__Extracted text__
[Start of Attachment]
Miller holds West Virginia US House seat for Republicans
CHARLESTON, W.Va. (AP) — Republican state lawmaker Carol Miller won a congressional seat in West Virginia, holding off an aggressive Democratic challenge Tuesday as the GOP retained the state’s three U.S. House districts in a state Donald Trump dominated two years ago.
Miller defeated hard-charging Democratic state Sen. Richard Ojeda in the 3rd District.
Two Republican incumbents — U.S. Reps. David McKinley and Alex Mooney — cruised to re-election in the state’s other districts.
Democrats had targeted the 3rd District despite its overwhelming support for Trump during the Republican’s rise to the presidency in 2016. But Miller — who ran a low-key campaign that touted her support for coal and other businesses — won by a comfortable margin.
Republican Evan Jenkins gave up the 3rd District seat for an unsuccessful run for the U.S. Senate this year. He then was appointed to fill a state Supreme Court seat until the November election and won election on Tuesday to complete the court term.
Miller becomes the third woman from West Virginia elected to Congress. Maude Kee served in the U.S. House from 1951 to 1964 after the death of her husband. Shelley Moore Capito served seven terms in the House before being elected as a U.S. senator in 2014.
Miller received an endorsement from Trump, who cited her support of coal and gun rights.
She has served in the House of Delegates since 2007 and is a bison farmer and small-business owner. She vowed to protect Medicare and Social Security and touted low taxes and regulatory cutbacks as ways to create opportunities in the economic struggling district reeling from the loss of coal jobs.
“I made promises I will keep,” Miller said Tuesday night.
Her father is the late U.S. Rep. Samuel Devine of Ohio.
[End of Attachment]
Answer these questions from the article on the West Virginia House race.
(a) Whom did Carol Miller defeat in the 3rd District?
(b) Since what year has Miller served in the House of Delegates?
(c) Who was Miller's father?
The lines that follow have no connection to the article.

__Excerpted data__
[Start of Attachment]
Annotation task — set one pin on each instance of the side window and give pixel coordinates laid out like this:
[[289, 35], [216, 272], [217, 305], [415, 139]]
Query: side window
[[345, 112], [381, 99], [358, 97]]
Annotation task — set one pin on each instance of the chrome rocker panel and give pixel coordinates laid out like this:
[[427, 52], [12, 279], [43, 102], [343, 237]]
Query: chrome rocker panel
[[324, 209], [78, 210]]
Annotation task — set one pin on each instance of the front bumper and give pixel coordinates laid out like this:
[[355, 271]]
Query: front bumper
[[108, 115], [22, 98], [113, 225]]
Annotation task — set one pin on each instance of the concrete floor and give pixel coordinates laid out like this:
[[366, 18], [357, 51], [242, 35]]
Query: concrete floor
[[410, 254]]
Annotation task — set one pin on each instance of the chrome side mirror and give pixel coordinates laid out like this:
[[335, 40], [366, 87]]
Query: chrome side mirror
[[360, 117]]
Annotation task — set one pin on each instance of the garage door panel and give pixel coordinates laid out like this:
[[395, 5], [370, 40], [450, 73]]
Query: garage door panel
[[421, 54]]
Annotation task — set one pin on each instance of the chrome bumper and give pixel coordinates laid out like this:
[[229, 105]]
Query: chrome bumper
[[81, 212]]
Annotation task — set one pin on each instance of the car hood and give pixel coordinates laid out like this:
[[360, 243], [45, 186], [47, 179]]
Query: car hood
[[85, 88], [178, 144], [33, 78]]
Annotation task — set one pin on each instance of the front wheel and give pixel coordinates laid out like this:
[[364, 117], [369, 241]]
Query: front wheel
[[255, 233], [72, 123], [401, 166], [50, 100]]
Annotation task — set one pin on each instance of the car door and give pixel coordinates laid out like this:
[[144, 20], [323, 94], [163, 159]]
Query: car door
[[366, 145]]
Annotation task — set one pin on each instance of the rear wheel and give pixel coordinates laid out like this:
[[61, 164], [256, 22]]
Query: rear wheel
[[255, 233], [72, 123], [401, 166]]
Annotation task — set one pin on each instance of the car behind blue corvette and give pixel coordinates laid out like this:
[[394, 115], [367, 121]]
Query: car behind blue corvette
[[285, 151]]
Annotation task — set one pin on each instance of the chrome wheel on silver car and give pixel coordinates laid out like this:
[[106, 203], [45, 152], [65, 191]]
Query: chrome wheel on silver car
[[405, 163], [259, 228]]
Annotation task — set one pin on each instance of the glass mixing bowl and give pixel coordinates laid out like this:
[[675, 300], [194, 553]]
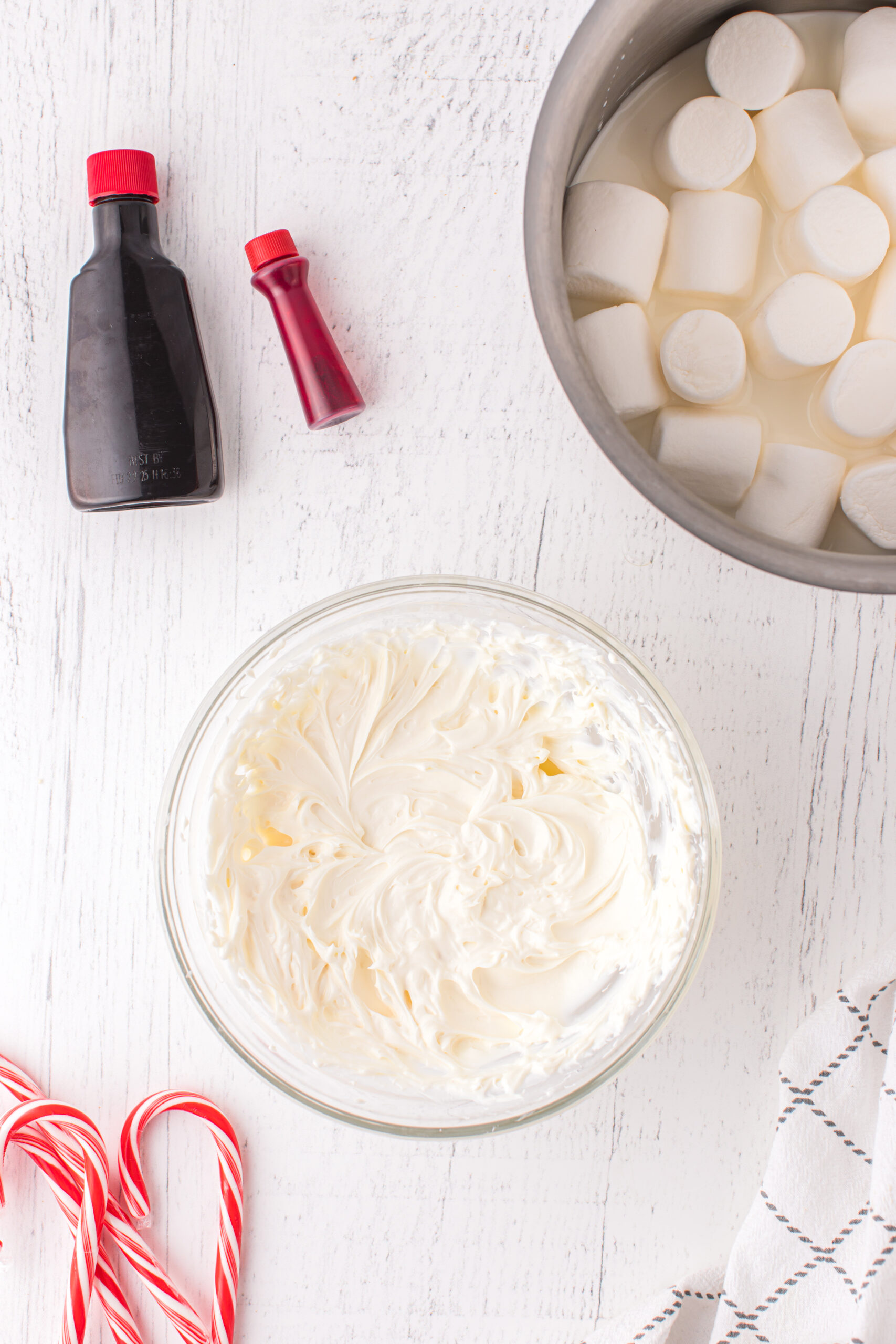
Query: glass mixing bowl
[[182, 851]]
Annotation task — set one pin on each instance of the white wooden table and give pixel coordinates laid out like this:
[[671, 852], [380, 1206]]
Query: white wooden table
[[393, 140]]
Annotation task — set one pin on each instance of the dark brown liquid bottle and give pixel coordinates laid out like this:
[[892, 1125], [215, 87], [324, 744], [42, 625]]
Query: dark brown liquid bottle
[End of Attachment]
__Task solution__
(a) Democratic state Sen. Richard Ojeda
(b) 2007
(c) The late U.S. Rep. Samuel Devine of Ohio